Exactly reproduce the lines from the one holding "the dog's back" through the final line of the listing below, with both ends included and nothing else.

***

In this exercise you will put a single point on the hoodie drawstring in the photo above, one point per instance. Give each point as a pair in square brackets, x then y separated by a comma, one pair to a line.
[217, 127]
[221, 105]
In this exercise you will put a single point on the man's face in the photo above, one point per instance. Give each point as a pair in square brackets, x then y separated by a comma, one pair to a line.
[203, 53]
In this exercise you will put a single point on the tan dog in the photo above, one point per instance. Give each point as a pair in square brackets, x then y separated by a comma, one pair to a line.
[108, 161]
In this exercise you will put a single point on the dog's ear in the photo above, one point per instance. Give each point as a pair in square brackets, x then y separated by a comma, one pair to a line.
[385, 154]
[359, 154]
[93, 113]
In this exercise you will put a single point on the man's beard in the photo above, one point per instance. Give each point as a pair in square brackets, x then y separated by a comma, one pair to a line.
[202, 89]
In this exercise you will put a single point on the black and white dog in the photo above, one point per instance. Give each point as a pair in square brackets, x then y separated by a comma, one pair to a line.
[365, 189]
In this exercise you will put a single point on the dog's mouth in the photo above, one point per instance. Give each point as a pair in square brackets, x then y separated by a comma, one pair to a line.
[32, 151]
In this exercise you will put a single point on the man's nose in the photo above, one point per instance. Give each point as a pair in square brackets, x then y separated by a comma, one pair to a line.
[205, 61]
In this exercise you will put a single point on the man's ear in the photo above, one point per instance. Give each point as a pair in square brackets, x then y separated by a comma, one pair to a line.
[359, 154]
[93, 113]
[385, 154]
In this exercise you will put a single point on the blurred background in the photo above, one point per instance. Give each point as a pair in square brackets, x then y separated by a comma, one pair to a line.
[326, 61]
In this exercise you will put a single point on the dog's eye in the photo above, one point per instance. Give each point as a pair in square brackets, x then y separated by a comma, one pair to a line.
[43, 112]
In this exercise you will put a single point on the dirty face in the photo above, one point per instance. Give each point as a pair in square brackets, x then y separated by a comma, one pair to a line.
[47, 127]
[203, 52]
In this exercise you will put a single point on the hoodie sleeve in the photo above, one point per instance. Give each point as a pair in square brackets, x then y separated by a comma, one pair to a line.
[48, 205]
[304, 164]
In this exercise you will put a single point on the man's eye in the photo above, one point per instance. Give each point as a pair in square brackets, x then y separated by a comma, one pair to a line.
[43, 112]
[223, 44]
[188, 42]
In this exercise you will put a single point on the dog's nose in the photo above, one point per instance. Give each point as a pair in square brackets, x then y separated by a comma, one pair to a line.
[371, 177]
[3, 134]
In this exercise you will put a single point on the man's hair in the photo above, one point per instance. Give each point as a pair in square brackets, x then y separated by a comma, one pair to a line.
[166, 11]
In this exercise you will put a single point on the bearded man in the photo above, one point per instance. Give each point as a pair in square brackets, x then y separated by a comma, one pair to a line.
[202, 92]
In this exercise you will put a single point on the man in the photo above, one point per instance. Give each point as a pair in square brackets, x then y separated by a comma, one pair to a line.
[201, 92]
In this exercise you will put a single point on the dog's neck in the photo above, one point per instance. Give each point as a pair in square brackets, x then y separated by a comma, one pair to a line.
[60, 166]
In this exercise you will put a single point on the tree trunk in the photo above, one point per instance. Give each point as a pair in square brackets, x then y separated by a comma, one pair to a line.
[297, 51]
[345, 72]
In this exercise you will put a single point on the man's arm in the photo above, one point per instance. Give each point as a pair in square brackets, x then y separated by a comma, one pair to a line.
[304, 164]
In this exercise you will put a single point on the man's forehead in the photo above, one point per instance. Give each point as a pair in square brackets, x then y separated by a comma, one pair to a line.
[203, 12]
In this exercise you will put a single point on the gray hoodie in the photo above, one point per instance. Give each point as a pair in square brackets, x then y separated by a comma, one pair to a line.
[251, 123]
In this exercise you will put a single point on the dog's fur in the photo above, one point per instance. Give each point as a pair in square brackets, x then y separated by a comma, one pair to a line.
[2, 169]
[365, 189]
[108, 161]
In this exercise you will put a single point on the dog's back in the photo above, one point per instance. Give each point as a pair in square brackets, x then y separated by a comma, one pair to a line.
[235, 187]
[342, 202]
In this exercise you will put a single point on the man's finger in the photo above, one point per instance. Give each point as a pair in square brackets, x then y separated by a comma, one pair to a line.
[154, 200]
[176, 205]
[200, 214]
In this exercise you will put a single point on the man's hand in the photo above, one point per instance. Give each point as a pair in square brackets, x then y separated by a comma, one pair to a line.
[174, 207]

***

## [Response]
In this exercise you will put a single point on the dog's back in the photo above, one point per instance. Give each point as a pair in square brackets, x then y separated by a comma, one pair to a line.
[235, 187]
[342, 202]
In this exercise you will put a single point on the man's finger in the photo above, one point per instance. Give each point as a pair in square brackets, x then y separated by a comma, one pair to a line.
[154, 200]
[176, 205]
[200, 214]
In this exercise you will put a single point on the man's hand in the photo above, one point per instance. Give each point as a pair in square brackets, x then y separated by a comma, one pair to a line.
[174, 207]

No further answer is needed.